▶ **Goal**:
Can you quote the lines below exactly, starting at the line with "the river on this basis." and going through the last one?

START Entries provided

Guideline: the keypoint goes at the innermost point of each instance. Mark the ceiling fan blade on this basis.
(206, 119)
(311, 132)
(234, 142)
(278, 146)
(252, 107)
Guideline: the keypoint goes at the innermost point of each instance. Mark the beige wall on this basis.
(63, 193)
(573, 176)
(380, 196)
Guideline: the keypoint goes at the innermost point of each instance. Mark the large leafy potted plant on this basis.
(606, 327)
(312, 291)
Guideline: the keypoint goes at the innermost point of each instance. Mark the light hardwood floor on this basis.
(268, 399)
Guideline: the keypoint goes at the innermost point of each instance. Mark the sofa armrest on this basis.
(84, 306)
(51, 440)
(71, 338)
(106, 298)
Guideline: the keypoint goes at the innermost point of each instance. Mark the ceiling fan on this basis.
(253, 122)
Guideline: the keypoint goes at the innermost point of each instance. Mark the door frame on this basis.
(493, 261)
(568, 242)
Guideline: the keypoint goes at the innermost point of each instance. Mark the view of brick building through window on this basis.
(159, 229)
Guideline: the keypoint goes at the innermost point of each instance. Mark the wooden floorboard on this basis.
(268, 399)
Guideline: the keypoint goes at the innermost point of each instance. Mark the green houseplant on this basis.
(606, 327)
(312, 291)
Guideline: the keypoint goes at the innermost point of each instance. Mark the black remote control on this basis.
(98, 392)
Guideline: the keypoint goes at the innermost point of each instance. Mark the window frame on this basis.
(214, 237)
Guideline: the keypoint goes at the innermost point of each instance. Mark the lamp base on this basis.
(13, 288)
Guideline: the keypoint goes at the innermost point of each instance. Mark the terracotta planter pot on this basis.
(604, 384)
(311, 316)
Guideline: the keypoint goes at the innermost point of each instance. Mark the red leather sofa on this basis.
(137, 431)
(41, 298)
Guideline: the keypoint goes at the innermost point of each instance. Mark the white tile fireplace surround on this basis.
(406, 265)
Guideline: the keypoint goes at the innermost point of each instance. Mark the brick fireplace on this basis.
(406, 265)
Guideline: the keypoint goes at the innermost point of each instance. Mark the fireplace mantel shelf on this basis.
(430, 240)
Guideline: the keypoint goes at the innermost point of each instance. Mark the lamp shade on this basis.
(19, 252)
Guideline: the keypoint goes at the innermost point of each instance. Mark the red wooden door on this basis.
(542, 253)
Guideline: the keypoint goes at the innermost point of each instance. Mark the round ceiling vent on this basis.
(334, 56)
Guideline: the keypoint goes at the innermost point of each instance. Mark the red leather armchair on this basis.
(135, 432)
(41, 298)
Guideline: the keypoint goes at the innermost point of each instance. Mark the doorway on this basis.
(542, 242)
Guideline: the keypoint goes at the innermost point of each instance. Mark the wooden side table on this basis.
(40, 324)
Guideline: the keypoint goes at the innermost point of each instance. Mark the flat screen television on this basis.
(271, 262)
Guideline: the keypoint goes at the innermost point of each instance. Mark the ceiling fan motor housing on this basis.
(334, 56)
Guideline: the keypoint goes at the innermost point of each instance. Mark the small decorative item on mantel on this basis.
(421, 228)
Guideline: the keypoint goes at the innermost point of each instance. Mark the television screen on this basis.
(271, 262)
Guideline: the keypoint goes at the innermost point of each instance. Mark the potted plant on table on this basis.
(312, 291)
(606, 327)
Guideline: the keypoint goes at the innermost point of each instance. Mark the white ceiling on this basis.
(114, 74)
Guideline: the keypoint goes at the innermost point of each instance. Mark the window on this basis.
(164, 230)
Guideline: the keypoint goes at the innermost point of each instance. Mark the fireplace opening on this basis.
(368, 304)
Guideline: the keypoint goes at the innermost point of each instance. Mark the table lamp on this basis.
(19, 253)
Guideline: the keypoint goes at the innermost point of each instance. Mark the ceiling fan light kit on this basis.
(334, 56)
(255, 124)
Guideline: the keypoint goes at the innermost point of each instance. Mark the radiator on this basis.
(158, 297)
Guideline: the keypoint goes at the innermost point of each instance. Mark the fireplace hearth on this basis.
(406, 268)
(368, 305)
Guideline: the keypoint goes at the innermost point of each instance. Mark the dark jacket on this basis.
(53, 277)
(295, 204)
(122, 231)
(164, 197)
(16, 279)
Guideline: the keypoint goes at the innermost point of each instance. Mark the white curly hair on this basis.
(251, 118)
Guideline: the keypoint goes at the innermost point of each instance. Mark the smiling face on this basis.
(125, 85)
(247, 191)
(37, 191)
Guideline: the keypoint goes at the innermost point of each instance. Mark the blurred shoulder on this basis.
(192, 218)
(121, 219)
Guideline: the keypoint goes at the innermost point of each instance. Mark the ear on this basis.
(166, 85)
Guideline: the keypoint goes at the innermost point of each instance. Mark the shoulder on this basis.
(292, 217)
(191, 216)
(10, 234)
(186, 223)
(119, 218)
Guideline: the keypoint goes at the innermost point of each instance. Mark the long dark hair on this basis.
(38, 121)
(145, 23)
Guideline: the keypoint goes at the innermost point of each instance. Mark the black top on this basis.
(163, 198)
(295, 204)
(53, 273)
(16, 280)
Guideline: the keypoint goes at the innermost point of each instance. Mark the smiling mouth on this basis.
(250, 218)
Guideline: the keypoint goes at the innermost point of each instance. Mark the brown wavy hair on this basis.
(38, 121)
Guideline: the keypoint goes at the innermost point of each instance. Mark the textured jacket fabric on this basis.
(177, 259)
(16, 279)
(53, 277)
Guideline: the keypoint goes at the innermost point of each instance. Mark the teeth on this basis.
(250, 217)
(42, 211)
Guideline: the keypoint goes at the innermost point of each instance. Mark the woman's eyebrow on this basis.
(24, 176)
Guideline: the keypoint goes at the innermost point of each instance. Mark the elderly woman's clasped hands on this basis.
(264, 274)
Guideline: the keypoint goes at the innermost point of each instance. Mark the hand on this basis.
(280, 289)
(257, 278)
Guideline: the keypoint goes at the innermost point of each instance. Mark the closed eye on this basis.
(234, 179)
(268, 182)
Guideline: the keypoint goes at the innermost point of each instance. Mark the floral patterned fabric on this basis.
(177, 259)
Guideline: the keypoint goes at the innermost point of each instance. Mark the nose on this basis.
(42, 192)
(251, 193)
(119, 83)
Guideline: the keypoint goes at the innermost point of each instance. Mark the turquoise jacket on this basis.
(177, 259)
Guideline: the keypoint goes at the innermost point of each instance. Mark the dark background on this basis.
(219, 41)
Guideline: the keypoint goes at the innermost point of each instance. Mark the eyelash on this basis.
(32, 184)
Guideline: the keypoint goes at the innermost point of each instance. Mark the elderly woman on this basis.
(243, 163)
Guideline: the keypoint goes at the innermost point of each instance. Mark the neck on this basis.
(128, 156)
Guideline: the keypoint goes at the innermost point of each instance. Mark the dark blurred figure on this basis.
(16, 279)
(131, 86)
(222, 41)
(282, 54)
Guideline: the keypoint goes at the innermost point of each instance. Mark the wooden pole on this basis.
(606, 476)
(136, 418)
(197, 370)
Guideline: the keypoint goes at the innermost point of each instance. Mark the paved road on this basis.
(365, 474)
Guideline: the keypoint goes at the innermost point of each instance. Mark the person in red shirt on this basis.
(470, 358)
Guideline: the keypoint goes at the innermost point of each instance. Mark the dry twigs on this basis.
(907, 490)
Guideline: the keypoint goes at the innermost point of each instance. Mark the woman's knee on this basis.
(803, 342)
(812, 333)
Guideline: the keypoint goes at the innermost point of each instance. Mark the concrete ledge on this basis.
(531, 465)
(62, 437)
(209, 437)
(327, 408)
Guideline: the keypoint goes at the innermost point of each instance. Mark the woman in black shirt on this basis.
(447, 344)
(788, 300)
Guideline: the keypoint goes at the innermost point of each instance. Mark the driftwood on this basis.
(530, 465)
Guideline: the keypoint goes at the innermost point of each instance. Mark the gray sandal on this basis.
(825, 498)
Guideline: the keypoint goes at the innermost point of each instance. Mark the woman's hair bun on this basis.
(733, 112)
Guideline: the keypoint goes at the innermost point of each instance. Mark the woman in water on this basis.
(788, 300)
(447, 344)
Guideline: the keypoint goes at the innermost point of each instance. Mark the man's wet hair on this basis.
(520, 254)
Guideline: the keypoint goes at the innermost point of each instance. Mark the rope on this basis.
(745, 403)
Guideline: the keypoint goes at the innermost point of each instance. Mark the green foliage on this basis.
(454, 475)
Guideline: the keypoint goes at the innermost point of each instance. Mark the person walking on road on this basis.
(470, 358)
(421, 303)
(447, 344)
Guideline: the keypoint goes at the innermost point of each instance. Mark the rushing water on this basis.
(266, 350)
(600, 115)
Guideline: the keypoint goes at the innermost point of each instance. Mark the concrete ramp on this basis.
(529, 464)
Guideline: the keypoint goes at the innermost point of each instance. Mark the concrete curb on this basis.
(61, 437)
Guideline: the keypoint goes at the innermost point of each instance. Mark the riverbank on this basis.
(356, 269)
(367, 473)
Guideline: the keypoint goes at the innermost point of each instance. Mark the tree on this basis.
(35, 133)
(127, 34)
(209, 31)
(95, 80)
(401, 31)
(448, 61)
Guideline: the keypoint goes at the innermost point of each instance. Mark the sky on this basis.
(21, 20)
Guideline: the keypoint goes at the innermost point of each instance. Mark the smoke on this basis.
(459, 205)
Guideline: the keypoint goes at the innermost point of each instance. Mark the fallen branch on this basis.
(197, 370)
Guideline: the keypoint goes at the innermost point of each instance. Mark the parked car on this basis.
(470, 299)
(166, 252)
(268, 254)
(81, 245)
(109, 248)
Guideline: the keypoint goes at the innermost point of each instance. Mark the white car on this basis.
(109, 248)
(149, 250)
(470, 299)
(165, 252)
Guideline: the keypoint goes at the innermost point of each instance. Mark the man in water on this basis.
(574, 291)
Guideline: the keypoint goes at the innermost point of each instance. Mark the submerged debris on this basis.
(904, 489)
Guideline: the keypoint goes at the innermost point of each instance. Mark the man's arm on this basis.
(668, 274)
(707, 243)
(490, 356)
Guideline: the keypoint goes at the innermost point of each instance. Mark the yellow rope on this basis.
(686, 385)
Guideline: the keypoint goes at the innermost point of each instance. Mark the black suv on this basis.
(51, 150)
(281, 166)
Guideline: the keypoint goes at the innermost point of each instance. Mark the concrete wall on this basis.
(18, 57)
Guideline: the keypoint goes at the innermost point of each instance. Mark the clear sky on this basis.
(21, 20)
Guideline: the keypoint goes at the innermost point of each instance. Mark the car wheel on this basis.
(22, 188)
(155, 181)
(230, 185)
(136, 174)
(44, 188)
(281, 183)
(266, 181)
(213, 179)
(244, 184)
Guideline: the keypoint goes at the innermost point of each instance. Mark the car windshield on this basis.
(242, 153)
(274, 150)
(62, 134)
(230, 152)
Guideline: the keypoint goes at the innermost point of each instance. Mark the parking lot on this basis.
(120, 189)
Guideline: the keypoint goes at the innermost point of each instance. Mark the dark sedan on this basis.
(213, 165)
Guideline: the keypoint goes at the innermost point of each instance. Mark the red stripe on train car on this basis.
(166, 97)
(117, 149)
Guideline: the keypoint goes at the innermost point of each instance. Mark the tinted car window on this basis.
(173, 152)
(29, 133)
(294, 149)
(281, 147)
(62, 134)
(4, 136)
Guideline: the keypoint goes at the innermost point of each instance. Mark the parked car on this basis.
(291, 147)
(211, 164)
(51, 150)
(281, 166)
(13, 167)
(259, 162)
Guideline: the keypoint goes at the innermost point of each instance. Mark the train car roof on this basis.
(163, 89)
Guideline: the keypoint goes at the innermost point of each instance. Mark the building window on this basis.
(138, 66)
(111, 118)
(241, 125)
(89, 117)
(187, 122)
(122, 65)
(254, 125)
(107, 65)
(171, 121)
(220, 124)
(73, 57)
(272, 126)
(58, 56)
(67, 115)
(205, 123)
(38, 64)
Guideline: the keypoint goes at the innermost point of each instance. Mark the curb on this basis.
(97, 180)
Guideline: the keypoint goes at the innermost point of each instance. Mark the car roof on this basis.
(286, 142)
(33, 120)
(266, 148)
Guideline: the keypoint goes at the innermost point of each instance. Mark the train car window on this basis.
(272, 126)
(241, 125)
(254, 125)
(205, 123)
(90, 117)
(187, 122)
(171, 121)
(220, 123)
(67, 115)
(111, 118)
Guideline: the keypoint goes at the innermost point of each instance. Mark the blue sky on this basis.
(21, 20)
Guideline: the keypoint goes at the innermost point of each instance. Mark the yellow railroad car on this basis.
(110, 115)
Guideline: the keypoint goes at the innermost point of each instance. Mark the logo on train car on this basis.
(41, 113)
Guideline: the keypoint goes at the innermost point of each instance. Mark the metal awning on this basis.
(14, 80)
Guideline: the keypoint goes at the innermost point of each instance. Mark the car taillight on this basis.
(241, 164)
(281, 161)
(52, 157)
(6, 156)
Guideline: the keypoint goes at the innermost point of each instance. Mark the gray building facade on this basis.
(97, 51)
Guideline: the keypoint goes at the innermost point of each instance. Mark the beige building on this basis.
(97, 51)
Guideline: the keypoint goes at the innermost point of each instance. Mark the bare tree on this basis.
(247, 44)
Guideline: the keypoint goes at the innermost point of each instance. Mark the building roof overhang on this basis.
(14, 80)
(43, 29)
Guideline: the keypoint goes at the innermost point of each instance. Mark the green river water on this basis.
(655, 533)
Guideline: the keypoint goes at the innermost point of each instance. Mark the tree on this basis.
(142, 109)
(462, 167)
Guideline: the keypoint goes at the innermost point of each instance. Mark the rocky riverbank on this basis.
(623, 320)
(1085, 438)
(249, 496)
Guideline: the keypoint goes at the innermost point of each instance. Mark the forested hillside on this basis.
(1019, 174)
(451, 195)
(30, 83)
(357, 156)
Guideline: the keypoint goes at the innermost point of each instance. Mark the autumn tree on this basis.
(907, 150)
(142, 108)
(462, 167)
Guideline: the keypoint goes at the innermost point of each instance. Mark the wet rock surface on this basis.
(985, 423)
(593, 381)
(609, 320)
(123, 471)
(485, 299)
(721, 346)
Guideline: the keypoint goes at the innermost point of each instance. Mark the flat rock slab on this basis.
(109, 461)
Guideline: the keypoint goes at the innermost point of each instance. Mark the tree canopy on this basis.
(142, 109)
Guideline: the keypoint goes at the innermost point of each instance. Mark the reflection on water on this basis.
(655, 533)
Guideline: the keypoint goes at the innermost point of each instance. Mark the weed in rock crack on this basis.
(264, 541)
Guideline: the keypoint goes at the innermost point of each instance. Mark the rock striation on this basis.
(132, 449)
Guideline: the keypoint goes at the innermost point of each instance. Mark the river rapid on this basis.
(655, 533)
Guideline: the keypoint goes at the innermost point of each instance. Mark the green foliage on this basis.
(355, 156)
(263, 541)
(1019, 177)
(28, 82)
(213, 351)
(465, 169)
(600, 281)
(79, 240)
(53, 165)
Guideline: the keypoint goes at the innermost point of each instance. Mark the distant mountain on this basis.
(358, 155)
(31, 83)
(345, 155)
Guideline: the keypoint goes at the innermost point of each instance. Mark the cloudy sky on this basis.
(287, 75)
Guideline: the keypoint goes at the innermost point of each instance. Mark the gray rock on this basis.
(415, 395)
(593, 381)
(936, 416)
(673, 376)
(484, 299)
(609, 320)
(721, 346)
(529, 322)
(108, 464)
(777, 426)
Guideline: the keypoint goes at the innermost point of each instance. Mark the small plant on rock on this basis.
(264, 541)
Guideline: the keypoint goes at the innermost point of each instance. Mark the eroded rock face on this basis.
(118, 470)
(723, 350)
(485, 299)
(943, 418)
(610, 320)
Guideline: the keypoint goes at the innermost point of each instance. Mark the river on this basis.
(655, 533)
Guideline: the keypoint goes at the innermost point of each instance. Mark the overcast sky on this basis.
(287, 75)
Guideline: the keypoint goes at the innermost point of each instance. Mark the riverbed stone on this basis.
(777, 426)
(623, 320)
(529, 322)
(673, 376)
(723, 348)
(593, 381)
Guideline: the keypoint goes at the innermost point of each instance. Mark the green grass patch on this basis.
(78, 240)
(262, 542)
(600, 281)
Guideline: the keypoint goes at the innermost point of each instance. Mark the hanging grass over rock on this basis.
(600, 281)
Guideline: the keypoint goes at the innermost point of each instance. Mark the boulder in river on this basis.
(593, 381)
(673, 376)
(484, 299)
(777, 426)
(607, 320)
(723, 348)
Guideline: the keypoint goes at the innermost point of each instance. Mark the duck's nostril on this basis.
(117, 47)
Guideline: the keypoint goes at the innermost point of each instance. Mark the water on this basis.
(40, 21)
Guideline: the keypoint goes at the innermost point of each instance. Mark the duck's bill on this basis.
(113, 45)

END Entries provided

▶ **Answer to this problem**:
Guideline: the keypoint goes at the innermost point of each instance. Mark the river on this basis.
(655, 533)
Guideline: the keypoint goes at the innermost point of each instance. Mark the overcast sky on this basis.
(287, 75)
Guideline: the keypoint goes at the innermost point of each instance. Mark the riverbed stone on this basis.
(777, 426)
(623, 320)
(529, 322)
(673, 376)
(723, 348)
(593, 381)
Guideline: the keypoint goes at the innermost point of each instance. Mark the green grass patch on this basis.
(78, 240)
(262, 542)
(600, 281)
Guideline: the keypoint goes at the innermost point of each instance. Mark the hanging grass over rock on this basis.
(600, 281)
Guideline: the keypoint goes at the innermost point of each instance. Mark the boulder in river on this basis.
(593, 381)
(673, 376)
(484, 299)
(777, 426)
(607, 320)
(723, 348)
Guideline: the keypoint goes at the innermost point of each instance. Mark the duck's nostril on this basis.
(117, 47)
Guideline: the keypoint goes at the innermost point of each instance. Mark the water on this basis.
(40, 21)
Guideline: the keypoint goes at the innermost point of each instance. Mark the duck's bill on this basis.
(113, 45)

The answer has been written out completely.